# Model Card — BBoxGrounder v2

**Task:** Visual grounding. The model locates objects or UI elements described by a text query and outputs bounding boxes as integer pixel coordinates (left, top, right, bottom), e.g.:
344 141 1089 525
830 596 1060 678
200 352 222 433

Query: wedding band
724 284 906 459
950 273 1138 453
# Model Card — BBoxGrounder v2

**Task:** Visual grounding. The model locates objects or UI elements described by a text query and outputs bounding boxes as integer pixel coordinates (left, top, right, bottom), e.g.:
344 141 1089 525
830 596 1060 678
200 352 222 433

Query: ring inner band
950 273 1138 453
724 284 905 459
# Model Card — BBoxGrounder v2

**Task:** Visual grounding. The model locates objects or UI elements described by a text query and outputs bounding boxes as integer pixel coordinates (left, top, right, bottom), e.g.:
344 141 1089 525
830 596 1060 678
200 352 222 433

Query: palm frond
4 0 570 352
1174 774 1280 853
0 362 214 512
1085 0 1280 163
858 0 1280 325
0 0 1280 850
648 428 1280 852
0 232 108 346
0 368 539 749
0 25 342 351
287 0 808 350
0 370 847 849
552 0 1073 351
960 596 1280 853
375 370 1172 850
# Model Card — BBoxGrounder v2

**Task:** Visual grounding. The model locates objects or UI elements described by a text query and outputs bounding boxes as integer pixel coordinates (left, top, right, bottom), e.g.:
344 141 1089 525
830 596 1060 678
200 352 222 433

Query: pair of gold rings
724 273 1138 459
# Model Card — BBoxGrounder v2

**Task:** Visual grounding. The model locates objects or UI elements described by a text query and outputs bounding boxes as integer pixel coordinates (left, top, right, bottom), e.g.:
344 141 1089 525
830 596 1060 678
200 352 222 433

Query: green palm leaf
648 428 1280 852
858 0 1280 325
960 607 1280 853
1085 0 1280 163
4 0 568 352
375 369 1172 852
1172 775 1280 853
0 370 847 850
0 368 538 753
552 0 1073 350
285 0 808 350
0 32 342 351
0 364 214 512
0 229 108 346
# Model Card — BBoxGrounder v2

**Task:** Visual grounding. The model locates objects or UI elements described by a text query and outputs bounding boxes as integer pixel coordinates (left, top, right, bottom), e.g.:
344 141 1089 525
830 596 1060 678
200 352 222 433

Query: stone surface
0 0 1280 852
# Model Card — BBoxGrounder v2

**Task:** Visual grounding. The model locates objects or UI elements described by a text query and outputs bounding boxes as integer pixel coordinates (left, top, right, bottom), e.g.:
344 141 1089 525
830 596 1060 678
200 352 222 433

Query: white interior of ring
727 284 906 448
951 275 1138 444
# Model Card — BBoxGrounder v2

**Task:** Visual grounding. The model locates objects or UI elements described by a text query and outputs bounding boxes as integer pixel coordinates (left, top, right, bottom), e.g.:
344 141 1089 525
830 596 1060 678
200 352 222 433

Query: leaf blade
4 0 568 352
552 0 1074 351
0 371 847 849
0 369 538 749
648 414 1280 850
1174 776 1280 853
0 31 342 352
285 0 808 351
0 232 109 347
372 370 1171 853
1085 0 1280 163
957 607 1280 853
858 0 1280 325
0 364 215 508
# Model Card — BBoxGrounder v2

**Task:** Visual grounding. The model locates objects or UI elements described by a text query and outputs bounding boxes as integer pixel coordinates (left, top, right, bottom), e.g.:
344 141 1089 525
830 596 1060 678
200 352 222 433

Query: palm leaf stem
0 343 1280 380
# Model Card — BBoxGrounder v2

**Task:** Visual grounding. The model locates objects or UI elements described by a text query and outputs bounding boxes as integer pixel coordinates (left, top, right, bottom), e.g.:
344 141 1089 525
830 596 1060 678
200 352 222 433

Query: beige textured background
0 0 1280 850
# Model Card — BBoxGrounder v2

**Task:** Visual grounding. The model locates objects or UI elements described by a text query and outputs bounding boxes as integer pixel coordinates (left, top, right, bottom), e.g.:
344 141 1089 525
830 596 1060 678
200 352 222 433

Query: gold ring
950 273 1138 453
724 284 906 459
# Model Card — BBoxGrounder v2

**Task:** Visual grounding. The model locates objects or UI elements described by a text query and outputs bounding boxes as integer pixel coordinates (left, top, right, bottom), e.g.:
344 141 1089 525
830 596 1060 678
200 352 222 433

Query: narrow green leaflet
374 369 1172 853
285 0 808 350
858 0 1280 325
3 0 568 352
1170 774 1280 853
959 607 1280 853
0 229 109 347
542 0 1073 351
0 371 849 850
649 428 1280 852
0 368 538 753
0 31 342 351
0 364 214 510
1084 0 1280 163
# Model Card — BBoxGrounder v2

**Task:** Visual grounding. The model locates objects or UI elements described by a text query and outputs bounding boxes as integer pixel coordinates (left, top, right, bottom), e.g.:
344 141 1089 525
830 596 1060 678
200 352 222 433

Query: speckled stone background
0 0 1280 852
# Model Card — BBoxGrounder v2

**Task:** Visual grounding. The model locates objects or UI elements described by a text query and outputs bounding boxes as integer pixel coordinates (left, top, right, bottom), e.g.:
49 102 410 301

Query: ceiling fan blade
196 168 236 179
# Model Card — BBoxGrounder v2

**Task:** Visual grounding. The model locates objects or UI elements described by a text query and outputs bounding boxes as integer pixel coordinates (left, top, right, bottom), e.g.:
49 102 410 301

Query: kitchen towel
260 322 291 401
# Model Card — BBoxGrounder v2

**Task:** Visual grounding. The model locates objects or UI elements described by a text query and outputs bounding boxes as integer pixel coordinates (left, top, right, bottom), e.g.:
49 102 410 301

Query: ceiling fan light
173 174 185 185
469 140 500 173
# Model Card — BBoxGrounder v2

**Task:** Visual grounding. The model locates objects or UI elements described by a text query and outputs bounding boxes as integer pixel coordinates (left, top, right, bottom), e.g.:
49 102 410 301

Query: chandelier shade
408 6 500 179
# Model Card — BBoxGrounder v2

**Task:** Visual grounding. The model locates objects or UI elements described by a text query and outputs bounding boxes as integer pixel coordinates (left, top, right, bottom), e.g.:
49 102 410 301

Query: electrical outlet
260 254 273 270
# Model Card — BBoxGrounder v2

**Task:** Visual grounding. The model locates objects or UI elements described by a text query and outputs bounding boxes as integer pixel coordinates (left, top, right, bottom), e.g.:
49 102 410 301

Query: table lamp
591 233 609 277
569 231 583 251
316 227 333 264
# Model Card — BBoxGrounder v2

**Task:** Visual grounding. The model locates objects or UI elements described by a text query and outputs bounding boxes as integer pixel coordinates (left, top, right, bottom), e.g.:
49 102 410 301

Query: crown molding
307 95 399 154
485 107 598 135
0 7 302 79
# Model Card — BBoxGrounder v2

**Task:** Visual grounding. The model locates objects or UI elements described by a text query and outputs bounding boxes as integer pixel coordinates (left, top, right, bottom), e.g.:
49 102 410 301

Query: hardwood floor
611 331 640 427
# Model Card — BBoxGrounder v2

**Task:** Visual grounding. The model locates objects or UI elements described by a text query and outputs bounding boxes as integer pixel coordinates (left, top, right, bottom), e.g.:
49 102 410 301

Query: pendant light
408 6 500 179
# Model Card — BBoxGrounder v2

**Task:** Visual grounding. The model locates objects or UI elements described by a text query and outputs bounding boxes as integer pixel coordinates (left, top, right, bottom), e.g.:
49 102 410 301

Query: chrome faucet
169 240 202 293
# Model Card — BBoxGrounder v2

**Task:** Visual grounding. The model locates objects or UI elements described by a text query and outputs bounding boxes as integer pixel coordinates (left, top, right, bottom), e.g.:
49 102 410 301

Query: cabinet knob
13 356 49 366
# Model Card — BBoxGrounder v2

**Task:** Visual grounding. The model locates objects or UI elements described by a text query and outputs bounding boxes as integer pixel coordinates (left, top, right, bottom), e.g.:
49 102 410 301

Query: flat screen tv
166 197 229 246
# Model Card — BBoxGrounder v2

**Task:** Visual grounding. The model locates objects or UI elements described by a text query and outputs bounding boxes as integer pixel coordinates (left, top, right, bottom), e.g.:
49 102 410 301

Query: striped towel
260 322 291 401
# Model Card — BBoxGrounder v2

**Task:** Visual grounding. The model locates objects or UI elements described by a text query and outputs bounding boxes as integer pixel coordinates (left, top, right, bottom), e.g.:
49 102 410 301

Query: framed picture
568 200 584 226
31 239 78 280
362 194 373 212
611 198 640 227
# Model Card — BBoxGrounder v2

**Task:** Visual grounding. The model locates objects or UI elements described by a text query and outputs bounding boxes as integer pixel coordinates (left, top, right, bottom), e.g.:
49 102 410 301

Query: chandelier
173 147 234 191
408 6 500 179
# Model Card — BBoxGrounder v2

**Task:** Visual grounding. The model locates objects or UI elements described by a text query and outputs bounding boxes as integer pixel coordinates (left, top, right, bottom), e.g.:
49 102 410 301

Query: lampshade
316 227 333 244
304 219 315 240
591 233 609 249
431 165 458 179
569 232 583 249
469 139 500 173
########################################
TASK DETAILS: Can you rewrite every line of the material, requests included, from its start up to and including the line with "375 370 1172 850", with each bounding-box coordinate in the answers multiplied by 1.65 and rounded to a whole number (halves round up)? Leave the numbers inside the requests, including their sample coordinates, unchanged.

CORRECT RESULT:
# Model Card — BBoxGrounder v2

**Task:** Visual grounding. The model locates objects or UI elements described by a text query and outputs bounding boxes as integer pixel coordinates (left, top, right, bottom), e.g.:
344 141 1089 525
830 596 1060 678
200 352 222 433

Query: wedding band
1195 469 1495 757
1568 450 1878 747
# Model Card — BBoxGrounder v2

**Task:** Visual grounding. The model locates objects or UI elements described by a text query and outputs bounding boxes as integer pixel coordinates (left, top, right, bottom), e.g.:
344 141 1089 525
830 596 1060 678
200 352 222 433

Query: ring inner band
1568 450 1878 747
1195 469 1493 757
# Model Card — BBoxGrounder v2

**Task:** Visual grounding. The model locates objects or UI elements described by a text query and outputs bounding boxes as integer pixel coordinates (left, top, right, bottom), e.g.:
344 141 1089 525
830 596 1060 678
200 352 222 433

Query: palm frond
7 0 941 581
1937 1277 2112 1407
0 597 353 845
1790 0 2112 269
1416 0 2112 536
0 0 2112 1403
1069 706 2112 1406
0 383 178 571
0 607 889 1236
0 41 564 579
474 0 1333 578
0 611 1398 1401
911 0 1770 579
1584 983 2112 1407
619 611 1934 1403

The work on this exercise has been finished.